:: TASK TO COMPLETE ::
Your answer must consist of exactly the lines below, starting with the line with "Task: mark the innermost point of each instance of the plant" and going on through the line with "Target: apron string", and nothing else.
Top of INPUT DATA
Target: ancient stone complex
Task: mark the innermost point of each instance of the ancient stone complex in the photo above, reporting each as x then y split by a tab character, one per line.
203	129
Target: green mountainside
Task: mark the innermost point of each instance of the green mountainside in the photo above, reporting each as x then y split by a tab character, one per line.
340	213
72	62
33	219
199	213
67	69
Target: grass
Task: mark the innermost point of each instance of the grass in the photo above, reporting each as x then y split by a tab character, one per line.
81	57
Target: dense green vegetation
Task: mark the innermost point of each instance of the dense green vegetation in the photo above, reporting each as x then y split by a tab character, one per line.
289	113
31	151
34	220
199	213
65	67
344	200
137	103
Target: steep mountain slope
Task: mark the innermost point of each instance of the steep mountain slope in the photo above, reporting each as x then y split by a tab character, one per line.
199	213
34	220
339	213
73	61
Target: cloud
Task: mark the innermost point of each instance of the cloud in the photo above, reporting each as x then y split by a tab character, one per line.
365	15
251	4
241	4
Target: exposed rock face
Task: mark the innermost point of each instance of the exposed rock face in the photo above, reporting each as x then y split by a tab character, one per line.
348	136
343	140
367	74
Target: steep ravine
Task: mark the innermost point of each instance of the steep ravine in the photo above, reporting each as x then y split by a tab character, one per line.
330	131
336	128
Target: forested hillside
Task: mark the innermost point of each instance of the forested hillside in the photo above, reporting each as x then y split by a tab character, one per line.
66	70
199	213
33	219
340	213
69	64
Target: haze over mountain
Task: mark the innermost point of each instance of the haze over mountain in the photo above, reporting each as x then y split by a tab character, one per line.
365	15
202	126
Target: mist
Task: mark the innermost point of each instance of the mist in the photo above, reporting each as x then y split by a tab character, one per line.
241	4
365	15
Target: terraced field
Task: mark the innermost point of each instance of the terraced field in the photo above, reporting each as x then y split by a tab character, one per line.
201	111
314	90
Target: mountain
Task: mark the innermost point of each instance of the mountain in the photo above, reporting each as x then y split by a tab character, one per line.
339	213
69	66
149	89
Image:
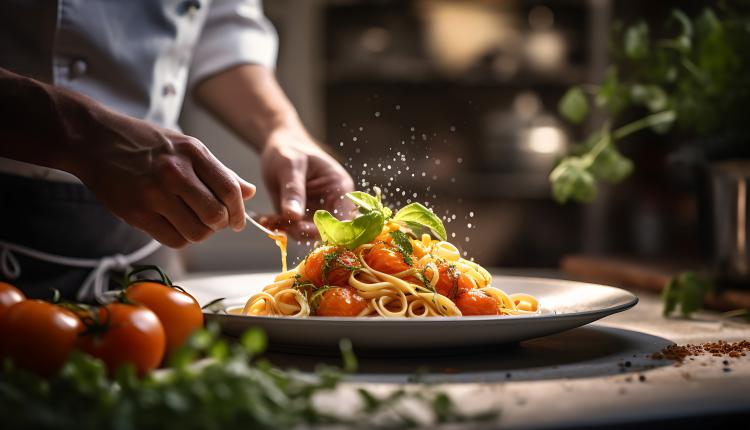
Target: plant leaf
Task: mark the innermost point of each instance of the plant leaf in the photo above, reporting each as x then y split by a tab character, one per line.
422	216
636	41
573	106
571	180
349	234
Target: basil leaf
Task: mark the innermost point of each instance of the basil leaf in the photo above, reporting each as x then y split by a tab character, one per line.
571	180
420	215
349	234
364	200
401	240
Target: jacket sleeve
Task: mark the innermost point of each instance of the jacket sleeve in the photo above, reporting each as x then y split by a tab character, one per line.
235	32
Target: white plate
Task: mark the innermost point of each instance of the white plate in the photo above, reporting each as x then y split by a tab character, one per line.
565	305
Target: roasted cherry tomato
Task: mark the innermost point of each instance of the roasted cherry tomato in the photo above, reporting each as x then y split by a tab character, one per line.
451	282
329	265
124	333
178	311
9	296
340	302
38	335
386	258
475	302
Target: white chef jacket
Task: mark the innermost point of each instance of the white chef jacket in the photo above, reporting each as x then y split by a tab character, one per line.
138	57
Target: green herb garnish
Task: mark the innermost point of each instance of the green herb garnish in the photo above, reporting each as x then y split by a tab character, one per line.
687	291
401	240
373	216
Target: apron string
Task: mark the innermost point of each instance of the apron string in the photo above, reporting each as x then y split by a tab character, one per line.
96	283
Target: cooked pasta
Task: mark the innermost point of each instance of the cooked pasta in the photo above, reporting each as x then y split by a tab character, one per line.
394	274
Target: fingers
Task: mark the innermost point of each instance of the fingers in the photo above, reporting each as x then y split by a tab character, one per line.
247	189
201	200
225	185
292	193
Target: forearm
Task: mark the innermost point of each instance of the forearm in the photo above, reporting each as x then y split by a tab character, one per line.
43	124
248	100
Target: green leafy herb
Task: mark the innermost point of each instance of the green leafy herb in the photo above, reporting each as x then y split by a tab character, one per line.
349	234
687	291
401	240
694	78
415	214
373	216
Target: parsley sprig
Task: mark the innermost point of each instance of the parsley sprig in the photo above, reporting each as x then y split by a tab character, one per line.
236	388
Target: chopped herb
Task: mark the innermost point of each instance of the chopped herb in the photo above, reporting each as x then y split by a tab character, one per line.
401	240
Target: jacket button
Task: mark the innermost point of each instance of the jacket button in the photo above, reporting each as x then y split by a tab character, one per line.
169	90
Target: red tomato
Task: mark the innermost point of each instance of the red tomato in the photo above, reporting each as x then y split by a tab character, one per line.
9	296
451	282
340	302
38	335
178	311
386	258
126	334
475	302
338	269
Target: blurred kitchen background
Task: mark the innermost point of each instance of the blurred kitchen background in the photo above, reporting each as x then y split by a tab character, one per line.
453	102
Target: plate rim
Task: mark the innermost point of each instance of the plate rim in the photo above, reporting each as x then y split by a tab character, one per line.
631	301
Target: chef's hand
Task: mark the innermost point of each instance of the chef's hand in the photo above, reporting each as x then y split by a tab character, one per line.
302	178
161	181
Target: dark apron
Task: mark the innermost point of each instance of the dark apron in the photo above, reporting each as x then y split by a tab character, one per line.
65	219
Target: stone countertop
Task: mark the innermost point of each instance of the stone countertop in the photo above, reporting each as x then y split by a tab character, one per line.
598	375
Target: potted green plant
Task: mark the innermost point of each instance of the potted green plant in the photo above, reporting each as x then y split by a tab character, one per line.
692	77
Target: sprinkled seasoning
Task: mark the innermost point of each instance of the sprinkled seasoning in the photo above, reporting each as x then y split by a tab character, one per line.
679	353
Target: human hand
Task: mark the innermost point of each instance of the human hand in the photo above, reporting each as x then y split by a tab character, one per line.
161	181
302	178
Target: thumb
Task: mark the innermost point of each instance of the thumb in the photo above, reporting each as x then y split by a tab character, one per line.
247	189
292	193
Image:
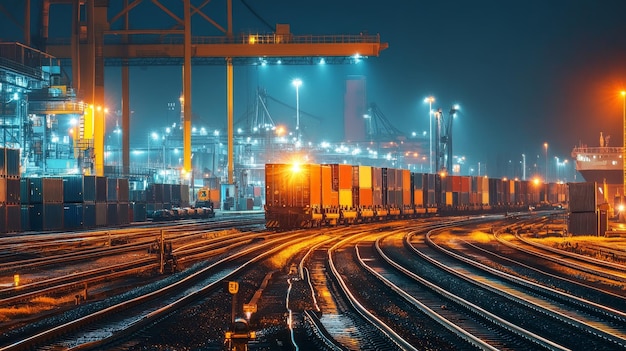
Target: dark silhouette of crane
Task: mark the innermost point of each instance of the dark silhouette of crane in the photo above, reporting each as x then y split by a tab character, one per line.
379	128
443	137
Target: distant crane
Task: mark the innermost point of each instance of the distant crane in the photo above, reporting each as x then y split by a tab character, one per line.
379	128
443	137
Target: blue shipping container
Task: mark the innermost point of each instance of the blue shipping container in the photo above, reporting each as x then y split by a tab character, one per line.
72	215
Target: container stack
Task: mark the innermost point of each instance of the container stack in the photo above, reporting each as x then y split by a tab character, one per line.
43	198
79	196
10	206
101	201
583	216
362	186
138	208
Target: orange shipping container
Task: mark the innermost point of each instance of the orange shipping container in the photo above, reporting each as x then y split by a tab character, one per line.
406	187
418	197
345	176
365	197
465	184
345	198
365	177
326	186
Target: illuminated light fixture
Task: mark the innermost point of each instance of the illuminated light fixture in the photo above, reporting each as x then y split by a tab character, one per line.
295	168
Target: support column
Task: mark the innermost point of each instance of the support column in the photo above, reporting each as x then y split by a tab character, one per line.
229	107
187	91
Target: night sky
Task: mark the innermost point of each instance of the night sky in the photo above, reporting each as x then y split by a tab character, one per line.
523	72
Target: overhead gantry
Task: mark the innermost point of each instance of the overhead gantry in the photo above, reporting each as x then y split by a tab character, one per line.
98	40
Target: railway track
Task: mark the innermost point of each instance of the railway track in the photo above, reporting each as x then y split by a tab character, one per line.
576	325
137	309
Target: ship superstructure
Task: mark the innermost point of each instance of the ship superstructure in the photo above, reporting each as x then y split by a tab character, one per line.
601	164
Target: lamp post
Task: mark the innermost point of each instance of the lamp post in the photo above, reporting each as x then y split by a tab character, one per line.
153	136
545	146
297	83
556	158
430	101
624	146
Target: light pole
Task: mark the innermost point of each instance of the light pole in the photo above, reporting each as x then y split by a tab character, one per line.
556	158
297	83
153	136
430	101
624	146
545	146
545	195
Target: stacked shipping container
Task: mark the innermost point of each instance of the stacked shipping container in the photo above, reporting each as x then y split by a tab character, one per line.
10	207
583	217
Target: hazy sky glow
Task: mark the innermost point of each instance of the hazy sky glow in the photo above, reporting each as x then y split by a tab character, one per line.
523	72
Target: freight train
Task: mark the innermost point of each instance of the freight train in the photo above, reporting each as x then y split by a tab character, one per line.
316	195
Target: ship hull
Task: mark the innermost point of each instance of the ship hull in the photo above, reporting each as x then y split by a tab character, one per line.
601	176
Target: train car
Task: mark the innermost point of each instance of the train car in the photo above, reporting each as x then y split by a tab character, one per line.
314	195
293	195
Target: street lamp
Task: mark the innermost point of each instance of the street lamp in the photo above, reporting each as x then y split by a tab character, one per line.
297	83
545	146
624	146
153	136
430	101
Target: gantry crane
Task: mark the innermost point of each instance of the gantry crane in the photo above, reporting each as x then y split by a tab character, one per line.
98	39
443	137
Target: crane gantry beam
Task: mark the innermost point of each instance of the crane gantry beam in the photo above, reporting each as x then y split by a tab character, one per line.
94	44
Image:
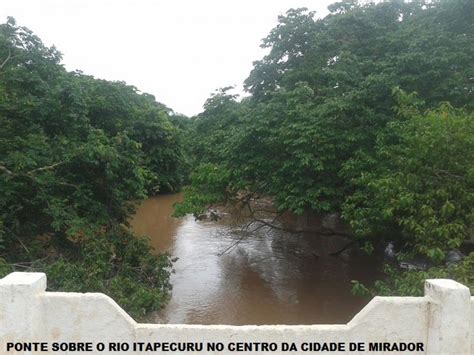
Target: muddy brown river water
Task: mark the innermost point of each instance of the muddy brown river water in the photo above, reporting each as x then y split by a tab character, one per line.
272	277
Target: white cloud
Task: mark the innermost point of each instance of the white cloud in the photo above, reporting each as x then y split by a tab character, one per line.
180	50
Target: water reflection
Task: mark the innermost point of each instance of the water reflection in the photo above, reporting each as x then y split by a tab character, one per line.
272	277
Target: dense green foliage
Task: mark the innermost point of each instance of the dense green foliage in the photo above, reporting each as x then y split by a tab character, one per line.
328	126
75	153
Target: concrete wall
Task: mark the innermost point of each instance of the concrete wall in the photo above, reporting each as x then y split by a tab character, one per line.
443	320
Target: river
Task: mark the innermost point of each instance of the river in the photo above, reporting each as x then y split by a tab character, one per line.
273	277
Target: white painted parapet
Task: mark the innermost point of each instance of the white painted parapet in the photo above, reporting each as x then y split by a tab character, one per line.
442	322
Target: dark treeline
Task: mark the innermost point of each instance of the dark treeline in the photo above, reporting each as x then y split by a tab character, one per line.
75	153
366	112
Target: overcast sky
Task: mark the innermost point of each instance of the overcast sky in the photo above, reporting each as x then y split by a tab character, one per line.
178	50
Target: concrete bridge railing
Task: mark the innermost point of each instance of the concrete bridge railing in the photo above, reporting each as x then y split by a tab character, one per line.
442	322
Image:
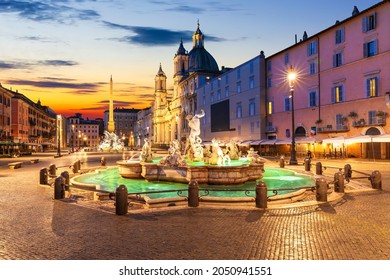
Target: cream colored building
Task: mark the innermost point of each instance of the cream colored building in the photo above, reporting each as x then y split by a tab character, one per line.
191	70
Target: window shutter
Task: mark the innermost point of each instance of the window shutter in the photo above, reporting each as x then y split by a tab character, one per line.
368	91
376	50
364	24
365	50
376	86
333	97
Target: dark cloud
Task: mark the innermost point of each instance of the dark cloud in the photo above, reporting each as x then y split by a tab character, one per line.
58	62
48	83
14	65
151	36
46	10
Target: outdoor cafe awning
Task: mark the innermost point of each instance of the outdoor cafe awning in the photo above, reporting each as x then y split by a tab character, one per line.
357	139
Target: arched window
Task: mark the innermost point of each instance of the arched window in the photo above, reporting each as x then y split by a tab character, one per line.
300	131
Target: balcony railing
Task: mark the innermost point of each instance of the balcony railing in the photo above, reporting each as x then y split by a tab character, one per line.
271	129
330	128
373	121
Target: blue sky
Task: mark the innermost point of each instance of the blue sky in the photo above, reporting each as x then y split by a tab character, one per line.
63	52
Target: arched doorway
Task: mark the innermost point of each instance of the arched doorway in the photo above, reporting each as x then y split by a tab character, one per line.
373	150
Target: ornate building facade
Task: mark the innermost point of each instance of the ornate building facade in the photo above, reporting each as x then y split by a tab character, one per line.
191	70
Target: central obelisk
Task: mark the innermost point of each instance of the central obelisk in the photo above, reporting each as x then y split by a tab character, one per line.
111	123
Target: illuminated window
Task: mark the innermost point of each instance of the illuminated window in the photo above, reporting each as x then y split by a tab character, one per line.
372	87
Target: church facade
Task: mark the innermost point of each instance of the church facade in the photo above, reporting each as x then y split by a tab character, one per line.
192	70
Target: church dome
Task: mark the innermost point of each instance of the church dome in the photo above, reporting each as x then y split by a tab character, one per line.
200	60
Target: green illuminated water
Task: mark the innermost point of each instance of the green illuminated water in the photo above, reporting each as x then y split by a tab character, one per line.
274	178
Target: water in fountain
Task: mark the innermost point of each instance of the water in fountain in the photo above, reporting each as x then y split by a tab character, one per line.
111	142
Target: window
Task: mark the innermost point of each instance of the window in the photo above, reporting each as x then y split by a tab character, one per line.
226	91
338	59
270	107
269	65
251	82
286	59
313	98
372	87
372	117
287	104
338	94
313	67
339	121
311	48
340	36
252	107
369	22
238	110
269	82
370	48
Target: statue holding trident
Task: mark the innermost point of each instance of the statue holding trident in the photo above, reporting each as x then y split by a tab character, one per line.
194	148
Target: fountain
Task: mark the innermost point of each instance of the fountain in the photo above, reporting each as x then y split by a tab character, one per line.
209	165
111	142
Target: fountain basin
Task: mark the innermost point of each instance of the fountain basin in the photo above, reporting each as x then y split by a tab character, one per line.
204	174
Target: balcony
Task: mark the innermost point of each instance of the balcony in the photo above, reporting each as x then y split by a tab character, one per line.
370	122
330	128
271	129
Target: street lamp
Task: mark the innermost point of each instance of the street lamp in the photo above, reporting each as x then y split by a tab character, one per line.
59	135
72	138
291	77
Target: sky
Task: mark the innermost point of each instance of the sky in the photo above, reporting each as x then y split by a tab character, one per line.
63	52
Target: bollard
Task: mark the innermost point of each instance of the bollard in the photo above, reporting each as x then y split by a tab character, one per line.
281	162
307	164
261	195
103	161
75	167
43	176
59	188
376	180
321	190
193	194
121	202
347	172
52	170
319	168
339	182
65	175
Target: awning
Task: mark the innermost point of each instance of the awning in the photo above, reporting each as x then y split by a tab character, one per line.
257	142
358	139
381	138
307	140
334	140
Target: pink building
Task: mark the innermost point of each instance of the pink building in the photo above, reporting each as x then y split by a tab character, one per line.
341	95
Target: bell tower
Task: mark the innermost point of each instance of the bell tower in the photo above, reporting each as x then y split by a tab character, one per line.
160	88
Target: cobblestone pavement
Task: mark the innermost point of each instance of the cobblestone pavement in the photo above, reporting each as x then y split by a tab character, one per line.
34	226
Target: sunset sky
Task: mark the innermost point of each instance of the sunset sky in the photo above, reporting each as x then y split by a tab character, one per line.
63	52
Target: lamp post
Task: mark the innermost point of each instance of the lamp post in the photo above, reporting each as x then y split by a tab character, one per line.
291	77
59	135
72	138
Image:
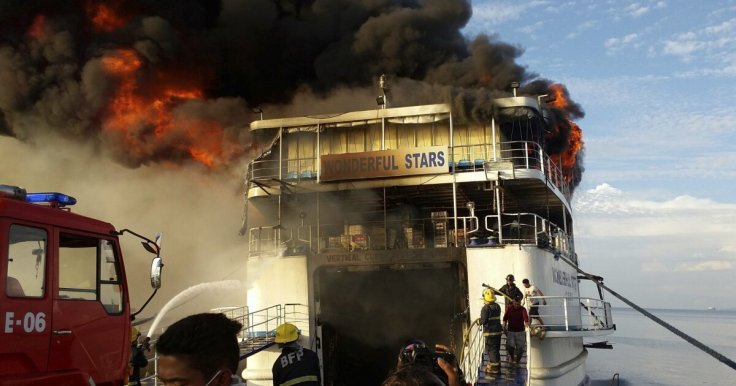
Bottom of INPUT DATA
:: SOLUTION TO THIS PROBLEM ::
Task: mark the innermost point of each instance of the plant leaf in the photo above, reporting each as x then y split by a tab character, one per line.
422	216
636	41
573	106
571	180
349	234
Target: basil leaf
Task: mark the innermost point of each instance of the basil leaf in the photo above, reporting each as x then y split by a tab character, one per line.
571	180
420	215
349	234
364	200
401	240
Target: jacket sleeve
Task: mark the innermost point of each instance of the jacket sleeve in the photo above, reporting each as x then y split by a tab character, one per line.
235	32
Target: white plate
Task: mark the innermost point of each instance of the white plate in the photo above, reporting each as x then y split by a tab character, one per line.
565	305
Target: roasted cherry tomato
Task: mark the innermost point of each instance of the roasted cherry tomato in the photo above, reporting each as x then y split by a tab character, one per line.
451	282
329	265
124	333
178	311
9	296
340	302
38	335
386	258
475	302
Target: white chef jacket
Task: mark the innermost point of each instance of the white chef jacket in the photo above, reporting each as x then y split by a tab character, one per line.
138	57
Target: green herb garnish
Task: mark the innermost point of each instance of the green herb garnish in the photo above, reporting each as x then y split by a tab character, one per line.
687	291
401	240
373	216
Target: apron string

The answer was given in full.